## Task requirements
Go through the entries below and copy each line that holds the word "pixel".

## Data section
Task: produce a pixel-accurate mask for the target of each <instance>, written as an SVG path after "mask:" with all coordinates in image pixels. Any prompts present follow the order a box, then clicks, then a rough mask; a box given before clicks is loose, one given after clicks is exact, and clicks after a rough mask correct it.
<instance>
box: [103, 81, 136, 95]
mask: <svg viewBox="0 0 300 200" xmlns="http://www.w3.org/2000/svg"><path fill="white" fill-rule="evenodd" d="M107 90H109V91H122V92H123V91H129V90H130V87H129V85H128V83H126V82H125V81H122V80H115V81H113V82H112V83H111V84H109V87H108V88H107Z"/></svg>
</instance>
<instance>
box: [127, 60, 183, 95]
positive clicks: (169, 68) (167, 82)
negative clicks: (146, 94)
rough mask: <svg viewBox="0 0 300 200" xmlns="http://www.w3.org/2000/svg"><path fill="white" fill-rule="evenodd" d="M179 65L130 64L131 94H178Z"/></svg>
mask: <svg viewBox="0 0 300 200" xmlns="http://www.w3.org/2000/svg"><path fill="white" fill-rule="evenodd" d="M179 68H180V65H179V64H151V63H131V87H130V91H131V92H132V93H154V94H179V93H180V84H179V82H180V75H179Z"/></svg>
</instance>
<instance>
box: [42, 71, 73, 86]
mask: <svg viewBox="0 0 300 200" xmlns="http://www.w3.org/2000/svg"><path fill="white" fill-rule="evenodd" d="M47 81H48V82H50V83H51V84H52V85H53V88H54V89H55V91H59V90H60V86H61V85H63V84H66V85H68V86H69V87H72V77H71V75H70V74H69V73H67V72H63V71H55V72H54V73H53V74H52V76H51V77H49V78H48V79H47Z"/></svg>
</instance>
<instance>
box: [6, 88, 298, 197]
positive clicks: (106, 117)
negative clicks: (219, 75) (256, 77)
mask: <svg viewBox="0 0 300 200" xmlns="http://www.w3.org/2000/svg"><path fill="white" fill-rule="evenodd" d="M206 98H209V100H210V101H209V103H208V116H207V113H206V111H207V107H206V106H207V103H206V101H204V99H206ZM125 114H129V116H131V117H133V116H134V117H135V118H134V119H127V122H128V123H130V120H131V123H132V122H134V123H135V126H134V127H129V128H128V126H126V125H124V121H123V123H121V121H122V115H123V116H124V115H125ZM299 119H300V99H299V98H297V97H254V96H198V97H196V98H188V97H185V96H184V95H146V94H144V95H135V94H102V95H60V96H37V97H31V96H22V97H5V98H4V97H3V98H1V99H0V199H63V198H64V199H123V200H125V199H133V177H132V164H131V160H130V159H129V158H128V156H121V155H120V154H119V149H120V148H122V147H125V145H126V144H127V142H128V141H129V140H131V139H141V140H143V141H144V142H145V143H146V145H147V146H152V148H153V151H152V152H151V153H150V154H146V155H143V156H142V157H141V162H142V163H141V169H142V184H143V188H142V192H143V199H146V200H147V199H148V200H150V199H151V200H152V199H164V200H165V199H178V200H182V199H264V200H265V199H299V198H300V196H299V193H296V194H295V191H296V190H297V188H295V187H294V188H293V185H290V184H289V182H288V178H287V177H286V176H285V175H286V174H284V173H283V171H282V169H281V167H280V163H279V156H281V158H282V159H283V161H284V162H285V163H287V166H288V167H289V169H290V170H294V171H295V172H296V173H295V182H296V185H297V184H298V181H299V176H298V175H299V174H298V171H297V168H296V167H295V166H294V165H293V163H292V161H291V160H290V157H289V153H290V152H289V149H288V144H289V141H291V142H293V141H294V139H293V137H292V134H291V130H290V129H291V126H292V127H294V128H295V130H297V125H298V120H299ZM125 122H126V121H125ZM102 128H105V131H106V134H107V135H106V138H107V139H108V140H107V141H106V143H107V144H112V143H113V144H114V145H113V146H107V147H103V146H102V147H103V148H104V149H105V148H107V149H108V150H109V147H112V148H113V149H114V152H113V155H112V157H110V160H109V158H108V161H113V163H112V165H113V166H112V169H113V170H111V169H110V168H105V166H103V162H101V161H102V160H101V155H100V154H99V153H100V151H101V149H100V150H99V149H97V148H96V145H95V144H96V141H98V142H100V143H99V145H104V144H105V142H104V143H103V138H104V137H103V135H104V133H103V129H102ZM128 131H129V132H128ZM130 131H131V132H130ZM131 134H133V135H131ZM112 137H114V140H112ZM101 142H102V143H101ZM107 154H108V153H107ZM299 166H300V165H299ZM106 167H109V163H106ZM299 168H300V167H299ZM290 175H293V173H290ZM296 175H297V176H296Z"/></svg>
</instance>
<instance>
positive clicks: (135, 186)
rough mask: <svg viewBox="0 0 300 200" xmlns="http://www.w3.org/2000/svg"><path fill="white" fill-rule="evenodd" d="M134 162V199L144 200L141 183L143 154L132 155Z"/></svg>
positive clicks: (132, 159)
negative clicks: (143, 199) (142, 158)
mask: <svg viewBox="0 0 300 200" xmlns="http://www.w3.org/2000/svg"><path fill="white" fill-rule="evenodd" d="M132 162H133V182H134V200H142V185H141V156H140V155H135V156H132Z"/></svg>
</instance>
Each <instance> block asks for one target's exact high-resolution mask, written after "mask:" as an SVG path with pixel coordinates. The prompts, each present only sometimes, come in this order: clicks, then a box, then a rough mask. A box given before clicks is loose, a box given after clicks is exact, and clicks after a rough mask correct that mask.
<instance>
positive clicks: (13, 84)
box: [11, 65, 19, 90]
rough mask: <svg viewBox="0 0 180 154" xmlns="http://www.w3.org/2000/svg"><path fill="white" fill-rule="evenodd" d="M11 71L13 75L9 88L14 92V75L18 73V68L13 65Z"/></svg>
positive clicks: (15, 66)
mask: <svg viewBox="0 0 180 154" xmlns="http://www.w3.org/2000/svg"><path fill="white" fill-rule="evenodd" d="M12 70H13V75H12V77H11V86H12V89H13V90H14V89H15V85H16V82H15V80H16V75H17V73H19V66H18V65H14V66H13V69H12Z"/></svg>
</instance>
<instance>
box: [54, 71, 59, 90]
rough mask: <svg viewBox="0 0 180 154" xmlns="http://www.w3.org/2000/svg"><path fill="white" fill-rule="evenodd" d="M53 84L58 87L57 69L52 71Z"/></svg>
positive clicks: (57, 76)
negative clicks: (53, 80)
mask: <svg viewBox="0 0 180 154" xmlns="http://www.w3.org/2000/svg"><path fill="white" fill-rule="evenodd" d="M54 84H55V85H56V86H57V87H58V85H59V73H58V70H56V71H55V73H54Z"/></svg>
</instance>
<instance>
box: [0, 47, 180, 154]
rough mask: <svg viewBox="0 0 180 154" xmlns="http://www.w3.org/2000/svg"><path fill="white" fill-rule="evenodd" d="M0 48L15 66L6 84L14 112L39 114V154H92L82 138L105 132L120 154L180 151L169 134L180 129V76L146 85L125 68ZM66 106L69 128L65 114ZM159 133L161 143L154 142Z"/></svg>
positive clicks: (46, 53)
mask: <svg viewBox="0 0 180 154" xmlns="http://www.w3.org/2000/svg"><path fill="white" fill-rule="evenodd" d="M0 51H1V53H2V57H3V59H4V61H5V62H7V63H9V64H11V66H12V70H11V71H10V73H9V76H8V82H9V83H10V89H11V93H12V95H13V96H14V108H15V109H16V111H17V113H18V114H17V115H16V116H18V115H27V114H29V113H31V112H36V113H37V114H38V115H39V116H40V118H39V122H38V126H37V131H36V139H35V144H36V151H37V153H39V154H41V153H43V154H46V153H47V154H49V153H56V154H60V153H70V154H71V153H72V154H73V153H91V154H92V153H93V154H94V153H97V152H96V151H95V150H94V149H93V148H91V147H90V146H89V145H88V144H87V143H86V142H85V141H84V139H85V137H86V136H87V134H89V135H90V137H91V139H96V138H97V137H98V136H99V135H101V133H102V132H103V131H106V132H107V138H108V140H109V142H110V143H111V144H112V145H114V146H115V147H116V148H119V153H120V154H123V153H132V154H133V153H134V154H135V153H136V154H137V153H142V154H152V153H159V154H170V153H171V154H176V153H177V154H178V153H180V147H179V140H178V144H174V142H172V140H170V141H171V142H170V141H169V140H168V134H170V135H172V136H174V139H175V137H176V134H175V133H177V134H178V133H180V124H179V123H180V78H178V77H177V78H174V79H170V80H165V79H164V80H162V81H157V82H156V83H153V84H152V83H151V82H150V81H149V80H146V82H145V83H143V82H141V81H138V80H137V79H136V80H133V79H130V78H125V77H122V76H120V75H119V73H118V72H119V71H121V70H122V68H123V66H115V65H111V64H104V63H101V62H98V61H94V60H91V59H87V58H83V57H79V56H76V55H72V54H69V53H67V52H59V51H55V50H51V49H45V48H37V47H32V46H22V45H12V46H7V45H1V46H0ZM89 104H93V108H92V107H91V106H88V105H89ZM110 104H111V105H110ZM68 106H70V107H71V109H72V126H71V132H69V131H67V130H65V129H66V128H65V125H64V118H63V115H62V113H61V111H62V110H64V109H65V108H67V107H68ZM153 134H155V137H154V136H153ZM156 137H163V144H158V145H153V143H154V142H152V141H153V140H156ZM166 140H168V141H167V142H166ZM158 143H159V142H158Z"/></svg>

==

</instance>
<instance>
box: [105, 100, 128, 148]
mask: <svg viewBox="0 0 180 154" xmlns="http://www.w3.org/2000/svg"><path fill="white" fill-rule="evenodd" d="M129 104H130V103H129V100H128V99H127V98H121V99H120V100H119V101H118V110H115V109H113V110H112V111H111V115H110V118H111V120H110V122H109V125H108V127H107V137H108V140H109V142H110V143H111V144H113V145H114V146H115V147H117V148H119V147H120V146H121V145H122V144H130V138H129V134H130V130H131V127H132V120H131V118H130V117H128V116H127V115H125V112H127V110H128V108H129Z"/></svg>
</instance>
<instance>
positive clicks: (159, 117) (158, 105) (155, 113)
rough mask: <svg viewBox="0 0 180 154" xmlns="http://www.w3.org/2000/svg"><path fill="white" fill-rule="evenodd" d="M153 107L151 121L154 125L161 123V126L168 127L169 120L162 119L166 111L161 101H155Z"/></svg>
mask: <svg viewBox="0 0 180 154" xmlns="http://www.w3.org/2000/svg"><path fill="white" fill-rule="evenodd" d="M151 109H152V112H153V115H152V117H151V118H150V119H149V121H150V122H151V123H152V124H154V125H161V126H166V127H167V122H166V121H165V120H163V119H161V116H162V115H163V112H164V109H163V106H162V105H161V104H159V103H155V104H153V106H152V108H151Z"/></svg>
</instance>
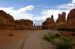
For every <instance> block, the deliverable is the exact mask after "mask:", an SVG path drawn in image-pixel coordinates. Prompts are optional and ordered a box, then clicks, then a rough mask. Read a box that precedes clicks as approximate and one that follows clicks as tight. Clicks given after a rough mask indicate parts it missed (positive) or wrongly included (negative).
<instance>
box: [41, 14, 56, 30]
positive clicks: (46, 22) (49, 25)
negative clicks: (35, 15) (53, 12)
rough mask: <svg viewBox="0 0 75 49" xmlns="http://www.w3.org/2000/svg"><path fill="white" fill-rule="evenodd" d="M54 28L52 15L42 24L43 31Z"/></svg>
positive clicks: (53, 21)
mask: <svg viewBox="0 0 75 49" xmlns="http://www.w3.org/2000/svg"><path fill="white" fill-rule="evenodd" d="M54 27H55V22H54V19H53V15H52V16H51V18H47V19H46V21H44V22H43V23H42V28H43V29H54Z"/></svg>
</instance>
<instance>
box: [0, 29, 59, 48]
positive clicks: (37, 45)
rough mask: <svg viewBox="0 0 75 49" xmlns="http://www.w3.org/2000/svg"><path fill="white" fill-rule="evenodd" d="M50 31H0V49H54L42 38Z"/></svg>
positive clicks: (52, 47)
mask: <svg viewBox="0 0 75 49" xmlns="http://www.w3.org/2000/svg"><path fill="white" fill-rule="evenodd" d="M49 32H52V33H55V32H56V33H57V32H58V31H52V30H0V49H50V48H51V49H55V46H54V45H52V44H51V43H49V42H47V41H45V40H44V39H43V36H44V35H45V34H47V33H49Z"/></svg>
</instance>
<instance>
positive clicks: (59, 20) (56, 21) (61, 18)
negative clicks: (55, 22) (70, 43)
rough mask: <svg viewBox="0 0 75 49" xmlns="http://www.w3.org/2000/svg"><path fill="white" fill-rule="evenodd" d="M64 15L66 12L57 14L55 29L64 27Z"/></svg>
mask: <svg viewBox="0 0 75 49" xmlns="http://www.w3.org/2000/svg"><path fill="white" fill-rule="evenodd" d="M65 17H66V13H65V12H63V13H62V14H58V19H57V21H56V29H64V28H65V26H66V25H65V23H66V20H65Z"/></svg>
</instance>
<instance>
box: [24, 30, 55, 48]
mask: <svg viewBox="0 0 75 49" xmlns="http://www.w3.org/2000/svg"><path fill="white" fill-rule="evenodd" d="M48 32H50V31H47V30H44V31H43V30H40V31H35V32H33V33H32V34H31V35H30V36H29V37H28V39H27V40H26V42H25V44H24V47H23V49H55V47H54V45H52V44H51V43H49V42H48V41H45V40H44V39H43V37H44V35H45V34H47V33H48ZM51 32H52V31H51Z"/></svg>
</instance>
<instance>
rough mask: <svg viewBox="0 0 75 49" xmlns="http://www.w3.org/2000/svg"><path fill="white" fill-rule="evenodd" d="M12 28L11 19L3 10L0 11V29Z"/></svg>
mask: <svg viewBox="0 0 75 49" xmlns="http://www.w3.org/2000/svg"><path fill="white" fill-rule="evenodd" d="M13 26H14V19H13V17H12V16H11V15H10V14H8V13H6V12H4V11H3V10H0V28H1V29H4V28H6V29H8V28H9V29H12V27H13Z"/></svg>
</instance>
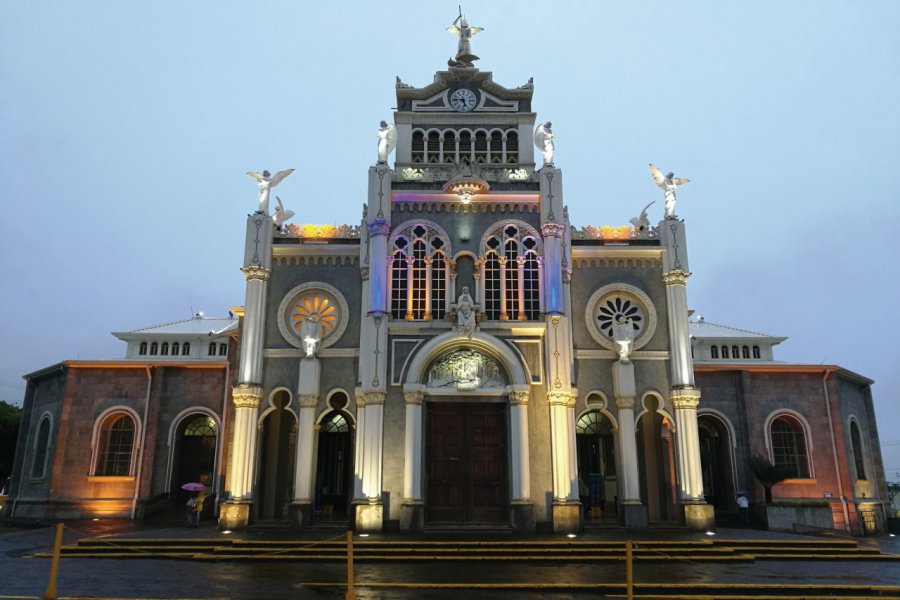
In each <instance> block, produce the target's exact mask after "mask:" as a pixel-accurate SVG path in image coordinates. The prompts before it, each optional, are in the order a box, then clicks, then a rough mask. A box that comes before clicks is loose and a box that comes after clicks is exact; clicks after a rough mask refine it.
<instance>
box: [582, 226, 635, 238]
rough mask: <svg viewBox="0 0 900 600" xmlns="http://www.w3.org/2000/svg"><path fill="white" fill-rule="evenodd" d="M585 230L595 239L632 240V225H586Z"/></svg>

## Written answer
Task: produce a pixel-accurate mask for the target of each <instance>, written as an SVG path after "mask:" with all coordinates in image pixels. Any prompts present follow the order a box, then clicks, then a rough mask; a box given before clicks is loose, one given after clicks is exact, and clicks after a rough mask correct it.
Each <instance> block asks for one target's exact high-resolution mask, written after "mask:" as an SVG path with pixel coordinates. The prompts, each present only sometimes, come in this order: clicks, then a box, then a rough mask. A box given before clicks is loose, a box given after clicks is exact, and clicks after a rough mask correct that mask.
For every <instance> block, the deliverable is the exact mask after "mask:", an SVG path drawn in image-pixel coordinates. Prompts are optional and ordered a box, then clicks, then a rough mask. Read a box that precedes clicks as approximate and one that follows clicks as tight. Clicks given after a rough mask indicate parts it missed (positive) or wrongly included (negative).
In each <instance> block, produce the target's exact mask after "mask:" as a pixel-accurate SVG path in image coordinates. The prompts before it, each optional, are in the order a box, then clicks, then a rough mask. A box that comes before clicks is loose and a box that comes after clicks is exact; clicks after a rough mask refine it.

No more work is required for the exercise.